*Article*:

◇ ◇ ◇ ◇ ◇ ◇ ◇

![title](media/DataRobot.png)

### DataRobot provides R and Python package to access different functionalities in the API
1 - Project   
2 - Model             
3 - Retraining    
4- Predicting

Full documentation of the R package can be found here: https://cran.r-project.org/web/packages/datarobot/index.html

The dataset we will be using today, is the well-known "readmissions dataset". You can also find it online but it will also be available when you download this notebook.

## Getting started
You can install datarobot using install.packages command from any computer with internet access! 

In [None]:
install.packages('datarobot')

#require(devtools)
#install_version("datarobot", version = "2.16.0", repos = "http://cran.us.r-project.org")

### Loading the libraries

In [None]:
library(datarobot)
library(ggplot2)
library(reshape2)
library(MLmetrics)

### Credentials
To access the DataRobot API user need to connect to it. To make sure authorize users are accessing the DataRobot API user need to use their username, password or API token.
You also need to ensure your "API Access" configuration is ON (please ask your administrator if not).

To find your API Token, visit <code>YOUR_API_HOST</code>, log in and follow the instructions below:

![title](media/credentials_1.png)

![title](media/credentials_2.png)

![title](media/credentials_3.png)

In [None]:
ConnectToDataRobot(endpoint = "YOUR_DATAROBOT_HOST", 
                   token = "YOUR_API_KEY")


In [None]:
readmissions = read.csv("data/10k_diabetes_training.csv")

In [None]:
head(readmissions)

In [None]:
project <- StartProject(dataSource = readmissions,
                        projectName = "Readmission",
                        target = "readmitted",
                        workerCount = -1, #-1 = max worker count
                        wait = TRUE)

### Interacting with autopilot

In [None]:
PauseQueue(project) #Pause project
UnpauseQueue(project) #Unpause project
WaitForAutopilot(project, checkInterval = 20, timeout = NULL, verbosity = 1) #Wait for autopilot to complete

In [None]:
initialJobs <- ListModelJobs(project) #  This gets the currently inprogress and queued jobs

### Pick another project

### Where to find the project ID?
![title](media/model_id.png)

### What if I don't want to use my browser

In [None]:
#Print id's and names of first 5 projects
ListProjects()$projectId[1:5]
ListProjects()$projectName[1:5]

In [None]:
#Choose another project
another_project <-GetProject("YOUR_PROJECT_ID")

### Take a look at finished models

In [None]:
#Get names of top 15 models
for(i in 1:15){
    print(ListModels(project)[[i]]$modelType)
}

In [None]:
#Pick best model
best_model <- GetRecommendedModel(project, type = "Recommended for Deployment")

#Print accuracy metrics for the best model
print(best_model$metrics$AUC)
print(best_model$metrics$`Gini Norm`)

In [None]:
#Plot ROC Curve
roc_data <- GetRocCurve(best_model, source = DataPartition$VALIDATION)

ggplot(roc_data$rocPoints, aes(x = falsePositiveRate, y = truePositiveRate)) + 
  geom_point(color = "green") + xlab("False Positive Rate (Fallout)") + ylab("True Positive Rate (Sensitivity)") + 
  theme_dark() + 
  annotate("text", x = .75, y = .25, color = "white", 
           label = paste("AUC =", round(Area_Under_Curve(roc_data$rocPoints$falsePositiveRate, 
                                                         roc_data$rocPoints$truePositiveRate), 4)))

◇ ◇ ◇ ◇ ◇ ◇ ◇

*Records shown*:

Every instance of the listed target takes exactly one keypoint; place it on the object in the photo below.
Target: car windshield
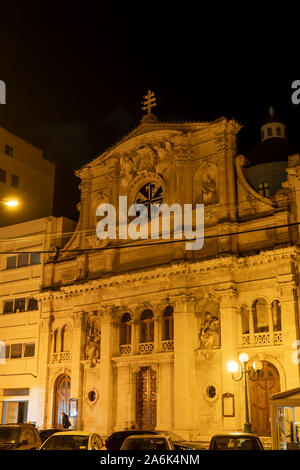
(235, 443)
(149, 443)
(174, 437)
(8, 435)
(74, 442)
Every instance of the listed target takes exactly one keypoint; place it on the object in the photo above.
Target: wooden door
(146, 398)
(260, 392)
(61, 398)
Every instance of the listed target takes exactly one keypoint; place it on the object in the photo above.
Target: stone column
(184, 365)
(123, 405)
(106, 375)
(229, 345)
(78, 338)
(44, 416)
(290, 328)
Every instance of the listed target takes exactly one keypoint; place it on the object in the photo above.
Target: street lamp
(10, 203)
(245, 371)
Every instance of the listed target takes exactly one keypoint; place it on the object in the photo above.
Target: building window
(66, 338)
(9, 150)
(35, 258)
(2, 175)
(8, 306)
(19, 305)
(16, 350)
(22, 260)
(29, 349)
(168, 322)
(125, 329)
(15, 181)
(11, 262)
(276, 315)
(32, 304)
(245, 319)
(147, 326)
(260, 316)
(264, 189)
(19, 350)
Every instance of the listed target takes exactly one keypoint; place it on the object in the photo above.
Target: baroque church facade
(142, 331)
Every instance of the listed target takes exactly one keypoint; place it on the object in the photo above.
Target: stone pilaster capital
(183, 303)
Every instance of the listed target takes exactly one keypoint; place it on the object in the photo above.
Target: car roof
(18, 425)
(72, 433)
(143, 436)
(235, 434)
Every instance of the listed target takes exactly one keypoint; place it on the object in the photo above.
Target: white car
(73, 440)
(147, 442)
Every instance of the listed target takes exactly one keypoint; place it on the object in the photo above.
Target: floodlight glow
(232, 366)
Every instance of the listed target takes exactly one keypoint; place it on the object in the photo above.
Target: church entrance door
(146, 398)
(260, 392)
(62, 391)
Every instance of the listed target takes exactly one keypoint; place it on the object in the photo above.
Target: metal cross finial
(149, 102)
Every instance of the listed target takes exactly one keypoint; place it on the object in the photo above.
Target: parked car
(116, 439)
(45, 433)
(147, 442)
(235, 441)
(73, 440)
(19, 437)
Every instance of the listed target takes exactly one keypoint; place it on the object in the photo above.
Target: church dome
(268, 161)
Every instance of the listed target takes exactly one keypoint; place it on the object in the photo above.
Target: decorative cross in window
(150, 193)
(264, 189)
(149, 102)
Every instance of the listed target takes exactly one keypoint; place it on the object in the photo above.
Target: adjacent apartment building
(21, 275)
(27, 176)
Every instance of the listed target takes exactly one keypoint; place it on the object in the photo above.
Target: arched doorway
(62, 390)
(146, 398)
(260, 392)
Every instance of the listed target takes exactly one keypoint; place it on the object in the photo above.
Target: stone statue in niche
(127, 169)
(209, 334)
(164, 152)
(93, 340)
(206, 184)
(152, 157)
(144, 158)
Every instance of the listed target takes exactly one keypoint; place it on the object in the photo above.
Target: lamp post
(245, 372)
(10, 203)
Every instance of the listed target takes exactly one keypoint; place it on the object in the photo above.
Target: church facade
(142, 330)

◇ ◇ ◇ ◇ ◇ ◇ ◇

*Tasks for this exercise*:
1/ Decide whether each statement agrees with the DataRobot notebook: (a) the dataset used is the readmissions dataset; (b) the ROC curve points are drawn in red; (c) the project is started with the name "Readmission". Answer yes or no for each, quoting the deciding words from the notebook.
2/ Please print everything in the DataRobot notebook from "### DataRobot provides" down to "with internet access!".
The rows come from a different source than the DataRobot notebook.

*The replies*:
1/
(a) Yes: "the well-known "readmissions dataset""
(b) No: "geom_point(color = "green")"
(c) Yes: "projectName = "Readmission""

2/
### DataRobot provides R and Python package to access different functionalities in the API
1 - Project   
2 - Model             
3 - Retraining    
4- Predicting

Full documentation of the R package can be found here: https://cran.r-project.org/web/packages/datarobot/index.html

The dataset we will be using today, is the well-known "readmissions dataset". You can also find it online but it will also be available when you download this notebook.

## Getting started
You can install datarobot using install.packages command from any computer with internet access!